▸ **Supplied text**
=== Section Start ===

But OpenAI and Microsoft, through their investments, have seen the effects, and now everyone believes in it. If miracles can be achieved by throwing money at it, then many big companies are willing to do it.
Phoenix Finance: In fact, American companies have already blazed a trail for us.
Zhu Xiaohu: Right.
Phoenix Finance: Lu Qi’s widely circulated article on LLMs this year mentioned that OpenAI’s future scale could be ten times that of Google. Do you think this statement is exaggerated?
Zhu Xiaohu: It depends on how you define it. It’s still not very certain whether OpenAI will become an independent company, but if it empowers big players by improving programming efficiency by over 90%, then it could be a massive boost for Microsoft and GitHub.
It could indeed increase the human economy by more than ten times, but this economy might be reflected in NVIDIA, Microsoft, and many of the existing big companies. Whether a new startup can emerge that’s ten times bigger than Google, we feel that’s still quite challenging. At least for now, we don’t see that possibility.
Phoenix Finance: There is still skepticism about OpenAI, as many don’t know where its profit points are. But actually, it could easily make money from advertising.

=== Section End ===

(Source records)
=== Section Start ===

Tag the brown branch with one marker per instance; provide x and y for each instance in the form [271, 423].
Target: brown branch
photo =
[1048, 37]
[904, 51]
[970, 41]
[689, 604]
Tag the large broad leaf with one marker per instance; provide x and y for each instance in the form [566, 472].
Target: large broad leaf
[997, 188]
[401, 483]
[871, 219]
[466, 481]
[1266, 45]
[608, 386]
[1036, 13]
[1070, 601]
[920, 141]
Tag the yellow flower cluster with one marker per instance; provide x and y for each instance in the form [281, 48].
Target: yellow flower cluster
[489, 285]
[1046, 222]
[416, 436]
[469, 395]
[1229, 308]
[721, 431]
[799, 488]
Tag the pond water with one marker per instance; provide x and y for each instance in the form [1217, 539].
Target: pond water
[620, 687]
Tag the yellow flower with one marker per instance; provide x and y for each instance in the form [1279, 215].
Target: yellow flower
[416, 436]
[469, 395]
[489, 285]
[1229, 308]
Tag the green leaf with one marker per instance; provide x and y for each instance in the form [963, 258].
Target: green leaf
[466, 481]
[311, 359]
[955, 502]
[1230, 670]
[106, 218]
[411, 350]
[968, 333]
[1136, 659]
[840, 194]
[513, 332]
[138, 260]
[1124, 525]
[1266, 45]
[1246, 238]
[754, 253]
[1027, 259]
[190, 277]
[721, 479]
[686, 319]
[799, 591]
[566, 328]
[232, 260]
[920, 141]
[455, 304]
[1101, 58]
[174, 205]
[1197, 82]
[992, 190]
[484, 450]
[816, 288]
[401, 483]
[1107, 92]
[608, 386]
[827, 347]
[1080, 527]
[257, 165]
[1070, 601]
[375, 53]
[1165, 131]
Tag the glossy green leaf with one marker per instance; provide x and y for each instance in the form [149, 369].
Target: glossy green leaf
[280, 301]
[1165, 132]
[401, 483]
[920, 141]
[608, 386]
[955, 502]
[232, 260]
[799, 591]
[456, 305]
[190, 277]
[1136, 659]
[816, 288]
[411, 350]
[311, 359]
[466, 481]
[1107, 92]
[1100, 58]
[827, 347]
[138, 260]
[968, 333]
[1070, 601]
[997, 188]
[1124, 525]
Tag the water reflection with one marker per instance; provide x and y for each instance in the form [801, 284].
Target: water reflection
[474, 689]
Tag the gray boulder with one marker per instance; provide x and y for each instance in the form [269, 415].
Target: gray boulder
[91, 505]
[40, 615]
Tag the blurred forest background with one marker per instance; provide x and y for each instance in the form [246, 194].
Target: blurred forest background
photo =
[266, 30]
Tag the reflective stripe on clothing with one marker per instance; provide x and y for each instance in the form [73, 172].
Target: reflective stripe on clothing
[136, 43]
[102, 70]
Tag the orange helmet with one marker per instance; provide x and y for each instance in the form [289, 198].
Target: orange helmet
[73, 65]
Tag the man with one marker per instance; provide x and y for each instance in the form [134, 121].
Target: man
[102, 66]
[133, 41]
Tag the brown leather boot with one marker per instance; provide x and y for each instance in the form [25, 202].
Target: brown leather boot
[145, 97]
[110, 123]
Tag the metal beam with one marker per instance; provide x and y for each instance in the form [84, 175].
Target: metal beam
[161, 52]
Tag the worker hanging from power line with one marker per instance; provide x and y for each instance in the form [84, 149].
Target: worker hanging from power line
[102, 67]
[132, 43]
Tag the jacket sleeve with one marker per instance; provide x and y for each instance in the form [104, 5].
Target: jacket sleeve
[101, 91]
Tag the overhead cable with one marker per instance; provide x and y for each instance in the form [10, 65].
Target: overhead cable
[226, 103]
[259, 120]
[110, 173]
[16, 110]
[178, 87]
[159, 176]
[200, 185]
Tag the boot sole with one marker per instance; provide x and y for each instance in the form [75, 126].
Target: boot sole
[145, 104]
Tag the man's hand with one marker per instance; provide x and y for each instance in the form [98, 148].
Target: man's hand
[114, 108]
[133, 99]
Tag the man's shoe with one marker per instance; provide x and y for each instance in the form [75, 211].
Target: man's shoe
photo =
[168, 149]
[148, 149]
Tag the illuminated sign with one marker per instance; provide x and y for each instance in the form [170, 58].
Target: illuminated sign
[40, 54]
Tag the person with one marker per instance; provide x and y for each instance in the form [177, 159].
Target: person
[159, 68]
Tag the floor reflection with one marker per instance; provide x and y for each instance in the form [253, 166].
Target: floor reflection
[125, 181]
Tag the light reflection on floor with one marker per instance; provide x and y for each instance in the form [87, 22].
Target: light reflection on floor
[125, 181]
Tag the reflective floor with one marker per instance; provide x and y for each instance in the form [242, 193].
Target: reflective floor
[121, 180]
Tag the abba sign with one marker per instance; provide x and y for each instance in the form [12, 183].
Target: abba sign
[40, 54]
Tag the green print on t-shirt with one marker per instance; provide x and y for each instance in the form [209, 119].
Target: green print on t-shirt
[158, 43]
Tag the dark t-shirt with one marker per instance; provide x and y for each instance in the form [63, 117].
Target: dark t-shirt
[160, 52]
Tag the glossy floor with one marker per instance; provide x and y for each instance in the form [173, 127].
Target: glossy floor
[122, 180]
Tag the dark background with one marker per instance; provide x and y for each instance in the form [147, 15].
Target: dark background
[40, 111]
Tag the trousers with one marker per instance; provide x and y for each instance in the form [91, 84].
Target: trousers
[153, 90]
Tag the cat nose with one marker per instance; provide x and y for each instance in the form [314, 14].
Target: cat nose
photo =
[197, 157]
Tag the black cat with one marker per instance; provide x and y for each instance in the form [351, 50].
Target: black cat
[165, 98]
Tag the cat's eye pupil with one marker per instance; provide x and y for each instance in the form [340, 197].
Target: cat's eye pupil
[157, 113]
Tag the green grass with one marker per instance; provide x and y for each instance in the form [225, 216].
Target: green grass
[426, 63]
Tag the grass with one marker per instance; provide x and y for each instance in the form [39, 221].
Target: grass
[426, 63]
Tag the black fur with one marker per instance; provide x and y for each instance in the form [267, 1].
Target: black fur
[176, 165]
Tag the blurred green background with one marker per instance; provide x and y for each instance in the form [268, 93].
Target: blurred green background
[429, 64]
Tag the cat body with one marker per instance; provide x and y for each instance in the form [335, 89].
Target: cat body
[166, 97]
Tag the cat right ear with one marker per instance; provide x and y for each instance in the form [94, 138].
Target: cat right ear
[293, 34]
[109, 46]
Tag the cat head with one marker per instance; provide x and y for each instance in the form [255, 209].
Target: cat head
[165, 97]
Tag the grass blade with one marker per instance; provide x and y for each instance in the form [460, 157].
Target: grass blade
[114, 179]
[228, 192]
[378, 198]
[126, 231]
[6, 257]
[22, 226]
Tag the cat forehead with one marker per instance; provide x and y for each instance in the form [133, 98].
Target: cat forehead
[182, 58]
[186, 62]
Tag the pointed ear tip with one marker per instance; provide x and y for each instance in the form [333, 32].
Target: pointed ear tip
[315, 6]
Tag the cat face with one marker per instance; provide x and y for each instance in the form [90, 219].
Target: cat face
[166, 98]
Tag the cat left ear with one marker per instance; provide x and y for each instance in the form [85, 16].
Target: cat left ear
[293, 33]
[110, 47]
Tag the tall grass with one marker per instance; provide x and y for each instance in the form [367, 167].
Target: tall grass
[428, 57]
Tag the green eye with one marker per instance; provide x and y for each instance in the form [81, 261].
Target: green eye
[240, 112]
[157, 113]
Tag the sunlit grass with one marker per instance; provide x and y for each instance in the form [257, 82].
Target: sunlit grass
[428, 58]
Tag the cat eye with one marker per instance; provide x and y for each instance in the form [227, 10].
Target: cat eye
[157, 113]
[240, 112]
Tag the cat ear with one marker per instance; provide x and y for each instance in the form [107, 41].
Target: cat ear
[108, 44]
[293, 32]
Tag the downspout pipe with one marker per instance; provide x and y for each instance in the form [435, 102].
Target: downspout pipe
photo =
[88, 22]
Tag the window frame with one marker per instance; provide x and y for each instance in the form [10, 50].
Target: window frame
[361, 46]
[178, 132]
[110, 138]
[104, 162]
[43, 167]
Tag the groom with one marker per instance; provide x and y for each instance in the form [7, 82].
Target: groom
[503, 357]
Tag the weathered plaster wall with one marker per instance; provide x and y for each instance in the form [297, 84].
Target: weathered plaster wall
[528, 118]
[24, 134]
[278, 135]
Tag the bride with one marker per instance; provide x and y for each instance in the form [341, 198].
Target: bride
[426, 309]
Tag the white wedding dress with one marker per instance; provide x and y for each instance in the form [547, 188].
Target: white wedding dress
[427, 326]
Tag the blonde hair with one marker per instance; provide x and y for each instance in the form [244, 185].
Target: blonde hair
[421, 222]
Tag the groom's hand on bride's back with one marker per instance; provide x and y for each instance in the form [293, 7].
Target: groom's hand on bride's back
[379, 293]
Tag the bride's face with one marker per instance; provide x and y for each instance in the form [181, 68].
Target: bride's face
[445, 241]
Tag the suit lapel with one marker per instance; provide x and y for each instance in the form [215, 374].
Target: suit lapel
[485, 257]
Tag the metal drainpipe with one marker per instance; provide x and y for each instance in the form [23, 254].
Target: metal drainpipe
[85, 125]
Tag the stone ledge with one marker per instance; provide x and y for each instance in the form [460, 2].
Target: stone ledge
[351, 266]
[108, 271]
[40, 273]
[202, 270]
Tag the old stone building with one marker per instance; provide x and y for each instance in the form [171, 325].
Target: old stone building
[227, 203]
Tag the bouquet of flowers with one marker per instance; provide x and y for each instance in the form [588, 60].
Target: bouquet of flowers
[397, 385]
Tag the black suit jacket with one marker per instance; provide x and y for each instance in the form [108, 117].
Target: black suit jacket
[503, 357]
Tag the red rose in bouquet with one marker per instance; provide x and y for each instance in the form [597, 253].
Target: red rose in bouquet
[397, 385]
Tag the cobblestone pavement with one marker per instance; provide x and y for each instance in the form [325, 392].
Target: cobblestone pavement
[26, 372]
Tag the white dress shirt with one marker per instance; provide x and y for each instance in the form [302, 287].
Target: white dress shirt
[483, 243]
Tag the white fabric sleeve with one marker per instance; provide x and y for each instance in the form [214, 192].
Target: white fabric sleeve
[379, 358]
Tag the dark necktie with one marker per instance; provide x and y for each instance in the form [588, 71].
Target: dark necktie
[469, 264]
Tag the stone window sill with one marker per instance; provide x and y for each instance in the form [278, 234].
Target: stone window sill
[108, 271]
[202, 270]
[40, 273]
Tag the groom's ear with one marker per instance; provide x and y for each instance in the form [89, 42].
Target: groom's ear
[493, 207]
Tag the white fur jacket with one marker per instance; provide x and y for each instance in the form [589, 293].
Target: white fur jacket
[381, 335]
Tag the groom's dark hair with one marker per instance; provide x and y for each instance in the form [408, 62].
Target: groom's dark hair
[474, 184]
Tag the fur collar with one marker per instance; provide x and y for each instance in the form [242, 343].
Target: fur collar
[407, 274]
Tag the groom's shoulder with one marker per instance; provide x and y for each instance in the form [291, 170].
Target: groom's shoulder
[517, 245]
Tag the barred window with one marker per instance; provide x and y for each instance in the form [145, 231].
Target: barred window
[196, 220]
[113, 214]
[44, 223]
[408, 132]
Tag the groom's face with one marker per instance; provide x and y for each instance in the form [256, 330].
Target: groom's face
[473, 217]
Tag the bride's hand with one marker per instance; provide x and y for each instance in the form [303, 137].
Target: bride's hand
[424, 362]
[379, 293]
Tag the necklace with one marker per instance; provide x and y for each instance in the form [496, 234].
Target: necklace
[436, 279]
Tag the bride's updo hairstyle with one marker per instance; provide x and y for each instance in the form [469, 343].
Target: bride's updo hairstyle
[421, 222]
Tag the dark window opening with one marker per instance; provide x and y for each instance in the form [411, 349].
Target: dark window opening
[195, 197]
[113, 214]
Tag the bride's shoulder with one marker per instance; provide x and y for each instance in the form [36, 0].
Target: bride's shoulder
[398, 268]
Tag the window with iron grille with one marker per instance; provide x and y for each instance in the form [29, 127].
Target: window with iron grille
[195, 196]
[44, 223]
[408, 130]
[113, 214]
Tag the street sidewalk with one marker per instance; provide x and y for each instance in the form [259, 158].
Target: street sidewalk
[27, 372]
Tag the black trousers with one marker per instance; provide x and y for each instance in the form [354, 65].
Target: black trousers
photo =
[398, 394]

=== Section End ===

▸ **Exercise instructions**
**a)** In the interview, whose article said that OpenAI's future scale could be ten times that of Google?
**b)** Rewrite the interview paragraph that begins "It could indeed increase the human economy" in two shorter sentences, keeping its main points.
**c)** List every company named within the speakers' remarks in the interview.
Answer from the interview alone, not from the listing.

▸ **Answers given**
**a)** Lu Qi's article on LLMs.

**b)** The human economy could grow more than tenfold, but that growth may show up in NVIDIA, Microsoft, and other existing big companies. We think a new startup ten times bigger than Google is still quite challenging, and for now we don't see that possibility.

**c)**
- OpenAI
- Microsoft
- Google
- GitHub
- NVIDIA